Passage provided
[BEGIN]

# 29.75 Pig 9LB



## txspeck

What a great day! Got on the water about 10:00 and seems like I was catching fish all day, probably caught 22 trout 20" to 22" range and 3 reds. Then around 4:00 caught a 25.50 then about an hour later my PB 29.75 When she came up on top I knew she was a great fish she tailed walked for about 20 yards it seems and all I could see was her huge yellow mouth desperately trying to spit my fatboy. After about 15 min of her stripping line, she finally gave up and she ended up in my net. I thought for sure she was my 30" but she came up a little short. I Put her on the boga and she weighed in at 9LB. Put her back in the water and just smiled as she disappeared.

Gents, if you want to catch big trout watch http://www.troutsupport.com/ videos! Very informative and great tips that will help you land a trout of a lifetime!

All fish were caught on corks and fatboys. Fish were in 3 to 4 ft of water about 75 yards of points. Water temp 65, winds SSE 15,
Fishing should be good all week!


----------



## beerdruid

Wow! Outstanding. Congrats on your PB.


----------



## juan valdez

congrats! **** fine looking fish there.


----------



## BFI-TX

Nice! Congrats.


----------



## SafetyMan

Congratulations on a beautiful fish!


----------



## KDubBlast

Beautiful. Good Job on the CPR!


----------



## Drifting Yak

Very nice spec there Mr. txspeck! Lemme know if you ever need someone to come with ya to help hold the fish! :rotfl:


----------



## DIHLON

Great job!


----------



## sharkchum

That's a pig. Congratulations


----------



## sotexhookset

Well done and a big congrats. Great fish.


----------



## My Coast Outdoors

Great fish and advice!


----------



## TatterTot

That's awesome. Not just the monster but the fact you found a steady bite.


----------



## trophytroutman

Nice hawg Bill!!!


----------



## Trailer Rig

Awesome fish


----------



## glojim

Great report!

With wind up to 15mph, did u hug the shoreline to avoid the wind/choppy water?


----------



## Flats Mark

Awesome post!!!


----------



## Bow'd-Up

Nice catch!
Great release!

Yep, the girls always try to spit my Fat Boy too!


----------



## Explorer123

Nice fish. Great story. Sounds like a wonderful trip! Congrats.


----------



## troutsupport

Awesome fish TxSpeck. Nice work Brotha! you've done the work and watching them over and over and put the knowledge into play BIG TIME. 

Congrats on a beautiful fish. T


----------



## GeeTee

Sheeet - look at the head on that thing. Congrats!!!!


----------



## RogerTherk

that would be on my wall, at least a replica. Nice catch


----------



## RRbohemian

Nice fatty. Good to see you let her make more fatties like her.


----------



## troutsupport

Awesome fish for sure. I added a couple fat ones late yesterday.. CPR'd them.


----------



## Fishon 13

Nice fish congrats.

[END]

Set task 1
Reproduce the portion of the trout fishing thread starting with "Awesome fish TxSpeck." and going on through "that thing. Congrats!!!!".
Set task 2
Take the trout fishing thread further, writing on from the point at which it stops.
The records serve no purpose here and may be left aside.

Records shown

[BEGIN]

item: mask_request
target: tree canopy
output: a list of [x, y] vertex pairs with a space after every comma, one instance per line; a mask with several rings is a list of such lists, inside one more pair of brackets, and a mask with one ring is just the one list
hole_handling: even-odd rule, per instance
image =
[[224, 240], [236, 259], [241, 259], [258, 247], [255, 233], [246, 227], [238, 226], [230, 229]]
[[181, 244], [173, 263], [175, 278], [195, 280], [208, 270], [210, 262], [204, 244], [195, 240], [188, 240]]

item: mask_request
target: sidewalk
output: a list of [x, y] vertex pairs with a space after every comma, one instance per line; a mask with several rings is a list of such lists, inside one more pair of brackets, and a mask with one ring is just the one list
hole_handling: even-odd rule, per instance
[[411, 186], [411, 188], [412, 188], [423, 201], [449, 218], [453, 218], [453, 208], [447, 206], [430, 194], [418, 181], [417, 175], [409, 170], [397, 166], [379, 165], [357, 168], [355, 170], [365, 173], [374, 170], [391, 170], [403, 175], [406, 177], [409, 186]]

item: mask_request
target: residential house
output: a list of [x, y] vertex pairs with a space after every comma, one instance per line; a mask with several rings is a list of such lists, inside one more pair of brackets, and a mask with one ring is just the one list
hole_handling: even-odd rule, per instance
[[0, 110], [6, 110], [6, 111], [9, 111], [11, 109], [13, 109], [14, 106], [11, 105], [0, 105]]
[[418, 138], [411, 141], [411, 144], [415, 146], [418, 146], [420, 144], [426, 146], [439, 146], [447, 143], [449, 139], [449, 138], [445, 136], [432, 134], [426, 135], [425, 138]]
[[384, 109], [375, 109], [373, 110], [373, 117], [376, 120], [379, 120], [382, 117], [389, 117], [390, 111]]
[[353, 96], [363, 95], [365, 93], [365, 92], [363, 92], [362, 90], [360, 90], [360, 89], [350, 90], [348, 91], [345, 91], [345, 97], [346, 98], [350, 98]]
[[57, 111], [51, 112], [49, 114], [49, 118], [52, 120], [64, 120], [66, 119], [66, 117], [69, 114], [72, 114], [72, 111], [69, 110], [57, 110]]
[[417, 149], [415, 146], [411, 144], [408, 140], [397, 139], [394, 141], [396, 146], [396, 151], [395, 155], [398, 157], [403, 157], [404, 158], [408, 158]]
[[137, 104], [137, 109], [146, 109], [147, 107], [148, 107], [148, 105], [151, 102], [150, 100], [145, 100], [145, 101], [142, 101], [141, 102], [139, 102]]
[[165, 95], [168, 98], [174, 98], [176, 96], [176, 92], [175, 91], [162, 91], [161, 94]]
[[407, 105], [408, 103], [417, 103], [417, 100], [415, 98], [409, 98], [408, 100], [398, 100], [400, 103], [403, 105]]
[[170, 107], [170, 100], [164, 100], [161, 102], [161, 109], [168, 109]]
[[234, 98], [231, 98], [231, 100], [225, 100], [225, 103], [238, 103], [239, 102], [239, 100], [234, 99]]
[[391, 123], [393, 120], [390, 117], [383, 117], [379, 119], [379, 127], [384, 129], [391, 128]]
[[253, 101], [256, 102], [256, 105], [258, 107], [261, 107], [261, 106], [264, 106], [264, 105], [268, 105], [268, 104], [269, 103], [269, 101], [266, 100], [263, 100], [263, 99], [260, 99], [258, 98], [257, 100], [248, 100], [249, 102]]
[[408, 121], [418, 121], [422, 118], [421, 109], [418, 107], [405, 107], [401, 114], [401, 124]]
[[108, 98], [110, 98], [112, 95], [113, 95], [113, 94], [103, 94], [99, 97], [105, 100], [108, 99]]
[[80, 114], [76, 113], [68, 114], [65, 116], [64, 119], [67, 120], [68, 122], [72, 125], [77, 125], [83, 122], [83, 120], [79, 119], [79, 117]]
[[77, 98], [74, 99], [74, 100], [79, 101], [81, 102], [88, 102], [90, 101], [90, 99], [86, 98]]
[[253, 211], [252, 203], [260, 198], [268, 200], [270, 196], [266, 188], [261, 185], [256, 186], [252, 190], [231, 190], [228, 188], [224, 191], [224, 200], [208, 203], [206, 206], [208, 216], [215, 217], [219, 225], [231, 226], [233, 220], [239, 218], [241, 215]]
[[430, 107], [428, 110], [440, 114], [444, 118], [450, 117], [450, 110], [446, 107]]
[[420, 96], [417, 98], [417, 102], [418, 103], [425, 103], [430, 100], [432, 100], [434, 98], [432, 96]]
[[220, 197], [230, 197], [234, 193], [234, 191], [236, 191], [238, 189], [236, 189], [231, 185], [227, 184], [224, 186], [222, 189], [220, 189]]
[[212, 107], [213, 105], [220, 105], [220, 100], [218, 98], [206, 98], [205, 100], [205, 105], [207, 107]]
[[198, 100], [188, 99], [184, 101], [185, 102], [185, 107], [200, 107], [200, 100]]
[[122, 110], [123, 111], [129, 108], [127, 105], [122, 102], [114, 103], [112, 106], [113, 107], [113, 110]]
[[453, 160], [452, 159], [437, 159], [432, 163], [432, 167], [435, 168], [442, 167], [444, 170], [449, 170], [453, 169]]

[END]

Written answer 1
Awesome fish TxSpeck. Nice work Brotha! you've done the work and watching them over and over and put the knowledge into play BIG TIME. 

Congrats on a beautiful fish. T


----------



## GeeTee

Sheeet - look at the head on that thing. Congrats!!!!

Written answer 2
----------



## troutsupport

You've had a heck of a season so far Bill.. keep it up brotha, still some big 'uns left to be caught for sure.


----------



## smacha538

Congrats on the pig!


Sent from my iPhone using Tapatalk


----------



## Anderson Guide Service

Awesome!!


----------



## trophytroutman

Your 30" is waiting for ya. Still a heck of a fish.


----------



## Guitarfish

Nothing but a super catch!


----------



## schoalbeast101

Great fish! Isn't it awesome how those pigs almost look and act like a different species of fish! When you see them attached to your line they don't look like a normal trout. I guess because they aren't. lol.


----------



## Marker 54 Lures

dude !


----------



## Troutamizer

That is a fish of a lifetime congratulation!


----------



## GOTAWAY

I great fish txspec


Sent from my iPhone using Tapatalk


----------



## ghbyram

Well done.


----------



## gonzo1981

WOW that's I biggin great job.


----------



## sqr71

That was a very nice fish. Way to go on letting her go back to making more.


----------



## JimD

Nice fish glad that you put her back. So close kinda like shooting that big buck that scores in the high 160's and misses that 170 net.

I had my best at 30.5 by tape and she had just spawned the night before and boggaed at 9.25. You always dream about that 30+ and 10 plus. That is what keeps us out there. Looking and dreaming and wondered just how big the big ones were that did not make it to the boga.  

I got my pxs gave her a kiss and revived her a minute and let her eased her back into the water and wondering what she would weighed if had caught her the day before. 

Good luck and stay with looking for that "book" fish. 


Tobin has great dvd's heck I took them with me in November the weekend of the super moon and managed to watch all of them while hunting it was so slow. Got a fair 140 class 8 point but it was SLOW hunting and great movie time with a dvd player and ear plug I was able to hunt and watch dvds.

Amazing what you see and pick up each time you watch them.


----------



## ctsa

What a pig! That first head shake on top of a rush you can only explain to others that have experienced it!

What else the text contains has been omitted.